Les poules de la forêt

15/12/2022
Choix du naturaliste

Imagine une poule, sauvage, libre comme l’air, au beau milieu de la forêt boréale, en train de gratter le sol pour déterrer de la nourriture. C’est une véritable scène de nos milieux forestiers, et même ailleurs. Les milieux naturels du Québec abritent une famille d’oiseaux au look de poulet, mais 100 % adaptée à la vie sauvage : les Phasianidés*.  

La perdrix grise, une poulette venue d'ailleurs

Leurs pattes sont robustes, parfaites pour courir et sauter. Bien que ces oiseaux ronds et dodus sachent voler, ils sont plus à l’aise au sol (une niche écologique qu’ils partagent avec les grives!). C’est d’ailleurs là qu’ils s’alimentent de bouts de végétaux (complétant leur diète par quelques insectes, selon la saison). C’est aussi au sol, dans de petites dépressions, qu’ils nichent. Les paires se forment après que les mâles aient démontré aux femelles leurs intentions par des parades élaborées ou des démonstrations sonores (comme le fait la gélinotte). La queue en éventail et le plumage de la tête des mâles sont souvent ponctués de plumes irisées et colorées, puis de caroncules** pour en mettre plein la vue. Après la sélection du mâle, la femelle couve ses œufs seule, comme une grande. Les femelles de nos Phasianidés, sont d’ailleurs connues pour être des mères à la dévotion sans pareil.
# # # # #
Consigne A. D'après le texte sur les poules de la forêt, où ces oiseaux font-ils leur nid ?
Consigne B. Énumérez les oiseaux que nomme le texte sur les poules de la forêt, sans compter la famille des Phasianidés ni les mots « poule », « poulette » et « poulet ».
Consigne C. Poursuivez le texte sur les poules de la forêt à la suite de sa dernière phrase.
La liste qui suit n'a aucun rapport avec le texte.
# # # # #
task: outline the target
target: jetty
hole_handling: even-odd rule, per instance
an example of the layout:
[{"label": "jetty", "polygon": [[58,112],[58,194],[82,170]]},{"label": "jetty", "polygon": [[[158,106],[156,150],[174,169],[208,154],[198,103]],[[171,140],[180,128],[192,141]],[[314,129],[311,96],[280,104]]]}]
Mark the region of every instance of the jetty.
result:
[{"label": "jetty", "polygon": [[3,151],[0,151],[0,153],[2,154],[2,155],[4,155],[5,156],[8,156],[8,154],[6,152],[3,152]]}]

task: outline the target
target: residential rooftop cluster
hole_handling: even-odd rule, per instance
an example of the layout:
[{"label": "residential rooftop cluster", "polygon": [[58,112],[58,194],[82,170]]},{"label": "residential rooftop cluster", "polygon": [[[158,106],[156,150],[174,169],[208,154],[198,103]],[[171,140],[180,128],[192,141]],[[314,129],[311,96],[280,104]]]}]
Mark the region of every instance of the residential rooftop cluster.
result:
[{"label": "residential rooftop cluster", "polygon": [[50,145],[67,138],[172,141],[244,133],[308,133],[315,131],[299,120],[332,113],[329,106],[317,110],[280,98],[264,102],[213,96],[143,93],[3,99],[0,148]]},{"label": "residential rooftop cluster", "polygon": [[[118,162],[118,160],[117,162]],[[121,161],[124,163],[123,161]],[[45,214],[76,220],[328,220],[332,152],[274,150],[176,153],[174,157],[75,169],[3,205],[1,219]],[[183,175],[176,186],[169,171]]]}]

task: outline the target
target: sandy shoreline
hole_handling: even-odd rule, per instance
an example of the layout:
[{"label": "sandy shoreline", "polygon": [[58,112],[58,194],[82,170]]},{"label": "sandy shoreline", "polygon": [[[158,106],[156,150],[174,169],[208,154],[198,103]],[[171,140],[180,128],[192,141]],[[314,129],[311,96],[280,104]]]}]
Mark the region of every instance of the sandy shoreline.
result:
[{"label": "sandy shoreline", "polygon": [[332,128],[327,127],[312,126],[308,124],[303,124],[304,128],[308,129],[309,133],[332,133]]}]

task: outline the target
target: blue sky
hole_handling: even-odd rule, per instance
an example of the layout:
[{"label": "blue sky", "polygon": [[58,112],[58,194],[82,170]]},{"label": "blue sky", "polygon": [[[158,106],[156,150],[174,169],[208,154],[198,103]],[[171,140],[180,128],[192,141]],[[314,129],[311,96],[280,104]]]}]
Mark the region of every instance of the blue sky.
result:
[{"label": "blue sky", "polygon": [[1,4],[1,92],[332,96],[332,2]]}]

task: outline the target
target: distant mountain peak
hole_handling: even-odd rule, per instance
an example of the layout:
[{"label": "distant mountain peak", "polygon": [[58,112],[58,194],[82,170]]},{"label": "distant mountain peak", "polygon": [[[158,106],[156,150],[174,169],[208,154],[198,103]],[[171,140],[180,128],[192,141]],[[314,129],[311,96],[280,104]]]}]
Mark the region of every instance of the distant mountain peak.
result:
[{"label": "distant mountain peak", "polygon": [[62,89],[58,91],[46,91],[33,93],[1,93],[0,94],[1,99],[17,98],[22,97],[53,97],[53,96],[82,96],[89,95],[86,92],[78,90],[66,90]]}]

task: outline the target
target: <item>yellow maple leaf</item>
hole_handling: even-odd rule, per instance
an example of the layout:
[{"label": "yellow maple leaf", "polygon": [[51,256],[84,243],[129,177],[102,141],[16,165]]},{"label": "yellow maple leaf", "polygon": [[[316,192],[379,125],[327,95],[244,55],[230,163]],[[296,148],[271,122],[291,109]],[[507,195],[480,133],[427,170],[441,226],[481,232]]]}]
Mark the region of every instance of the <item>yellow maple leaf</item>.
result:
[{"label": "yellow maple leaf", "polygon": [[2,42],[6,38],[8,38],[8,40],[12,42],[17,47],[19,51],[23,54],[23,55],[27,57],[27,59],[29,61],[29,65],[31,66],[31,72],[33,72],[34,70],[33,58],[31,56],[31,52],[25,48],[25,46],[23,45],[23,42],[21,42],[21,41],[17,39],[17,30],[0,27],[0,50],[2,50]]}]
# # # # #
Réponse A. Au sol, dans de petites dépressions.

Réponse B. La perdrix grise, les grives et la gélinotte.

Réponse C.
La poule numéro 1

La poule sauvage la plus répandue en Amérique du Nord est la gélinotte huppée. C’est une poulette brune de grosseur moyenne à la queue rayée qui se finit par une bande foncée. Comme son nom l’indique, on la distingue par sa huppe. La gélinotte est relativement bruyante, mais pas parce qu’elle glousse sans cesse, au contraire. Généralement silencieuse, en cas d'intrusion sur son territoire, elle tambourine en frappant rapidement ses ailes sur du bois. Cela produit un bruit sourd, rappelant celui d’un moteur. Très impressionnant! (Tellement que ça fonctionne aussi pour attirer les femelles dans d’autres circonstances.)

La gélinotte huppée a plus d’un tour dans son sac pour éviter la prédation. En plus de son plumage camouflage, la femelle qui couve, ou qui a des petits, joue la comédie. Si un prédateur la repère, elle pousse des sifflements et fait semblant d’avoir une aile cassée en s’éloignant du nid. Le prédateur suit alors ce qui semble être une proie facile… Mais au dernier moment, la femelle s’envole et le prédateur est laissé les mains (ou pattes…) vides. Ingénieux!  

 

Les autres poules de la forêt

Le tétras du Canada (mâle), à gauche et celui à queue fine (à droite)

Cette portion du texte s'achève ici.